▸ DO THIS: List every line in the listing below that contains the string "tree".

#####

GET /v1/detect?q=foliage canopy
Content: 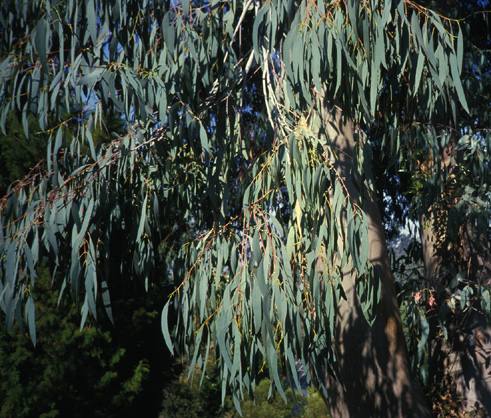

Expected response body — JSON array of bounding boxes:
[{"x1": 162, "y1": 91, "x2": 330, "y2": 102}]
[{"x1": 0, "y1": 0, "x2": 488, "y2": 412}]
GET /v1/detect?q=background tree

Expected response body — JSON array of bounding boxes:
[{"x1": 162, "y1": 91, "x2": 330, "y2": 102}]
[{"x1": 0, "y1": 0, "x2": 489, "y2": 417}]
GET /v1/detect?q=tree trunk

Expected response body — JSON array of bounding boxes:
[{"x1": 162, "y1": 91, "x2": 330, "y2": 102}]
[{"x1": 316, "y1": 105, "x2": 431, "y2": 418}]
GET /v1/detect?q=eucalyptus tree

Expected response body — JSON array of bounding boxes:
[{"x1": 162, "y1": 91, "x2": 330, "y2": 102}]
[{"x1": 0, "y1": 0, "x2": 486, "y2": 417}]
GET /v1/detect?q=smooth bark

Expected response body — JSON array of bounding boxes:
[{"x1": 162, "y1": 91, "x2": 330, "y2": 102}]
[{"x1": 321, "y1": 105, "x2": 431, "y2": 418}]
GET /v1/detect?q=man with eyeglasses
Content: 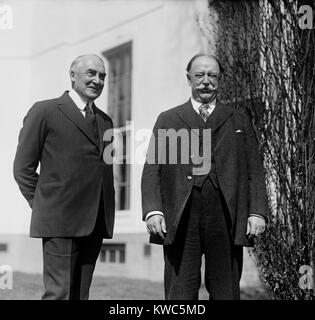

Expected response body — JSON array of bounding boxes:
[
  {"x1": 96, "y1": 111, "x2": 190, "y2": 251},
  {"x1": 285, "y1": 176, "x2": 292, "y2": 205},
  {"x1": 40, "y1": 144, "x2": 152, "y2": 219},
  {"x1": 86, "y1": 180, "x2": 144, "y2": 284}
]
[
  {"x1": 142, "y1": 54, "x2": 268, "y2": 300},
  {"x1": 14, "y1": 54, "x2": 115, "y2": 300}
]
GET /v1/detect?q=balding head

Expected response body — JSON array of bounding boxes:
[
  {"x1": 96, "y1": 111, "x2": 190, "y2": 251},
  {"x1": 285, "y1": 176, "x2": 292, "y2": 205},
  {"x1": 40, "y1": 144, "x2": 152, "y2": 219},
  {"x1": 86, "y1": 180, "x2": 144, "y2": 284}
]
[
  {"x1": 69, "y1": 54, "x2": 106, "y2": 102},
  {"x1": 186, "y1": 53, "x2": 224, "y2": 74},
  {"x1": 187, "y1": 53, "x2": 223, "y2": 103}
]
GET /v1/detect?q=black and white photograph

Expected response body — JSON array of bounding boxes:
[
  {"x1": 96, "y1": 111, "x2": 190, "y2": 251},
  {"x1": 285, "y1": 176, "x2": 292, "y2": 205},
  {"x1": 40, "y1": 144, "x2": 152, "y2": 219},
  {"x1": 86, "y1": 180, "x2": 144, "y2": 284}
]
[{"x1": 0, "y1": 0, "x2": 315, "y2": 310}]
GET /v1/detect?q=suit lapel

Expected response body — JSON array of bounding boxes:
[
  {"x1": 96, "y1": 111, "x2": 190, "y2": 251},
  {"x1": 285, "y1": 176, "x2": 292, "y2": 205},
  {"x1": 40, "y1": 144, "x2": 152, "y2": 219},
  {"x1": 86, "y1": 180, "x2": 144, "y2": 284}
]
[
  {"x1": 58, "y1": 92, "x2": 100, "y2": 149},
  {"x1": 93, "y1": 103, "x2": 112, "y2": 156},
  {"x1": 176, "y1": 99, "x2": 204, "y2": 134},
  {"x1": 208, "y1": 101, "x2": 233, "y2": 131},
  {"x1": 176, "y1": 100, "x2": 233, "y2": 134}
]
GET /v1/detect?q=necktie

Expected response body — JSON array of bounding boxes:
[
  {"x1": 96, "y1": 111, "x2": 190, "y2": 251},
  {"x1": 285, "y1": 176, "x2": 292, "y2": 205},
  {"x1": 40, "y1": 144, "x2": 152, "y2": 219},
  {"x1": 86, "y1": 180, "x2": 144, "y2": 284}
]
[
  {"x1": 198, "y1": 104, "x2": 210, "y2": 122},
  {"x1": 84, "y1": 104, "x2": 98, "y2": 138}
]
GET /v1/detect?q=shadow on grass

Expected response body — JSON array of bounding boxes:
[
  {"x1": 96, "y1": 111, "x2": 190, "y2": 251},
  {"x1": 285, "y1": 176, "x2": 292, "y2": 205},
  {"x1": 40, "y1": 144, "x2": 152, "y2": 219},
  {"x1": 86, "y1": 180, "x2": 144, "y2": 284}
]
[{"x1": 0, "y1": 272, "x2": 270, "y2": 300}]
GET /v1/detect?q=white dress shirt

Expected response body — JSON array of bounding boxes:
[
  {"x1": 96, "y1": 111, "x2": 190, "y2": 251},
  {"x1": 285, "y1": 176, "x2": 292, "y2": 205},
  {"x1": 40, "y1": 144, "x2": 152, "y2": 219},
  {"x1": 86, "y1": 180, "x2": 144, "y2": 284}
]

#####

▸ THE RESPONSE:
GET /v1/detect?q=background tree
GET /v1/detect?q=tree trunk
GET /v1/detect?q=eucalyptus tree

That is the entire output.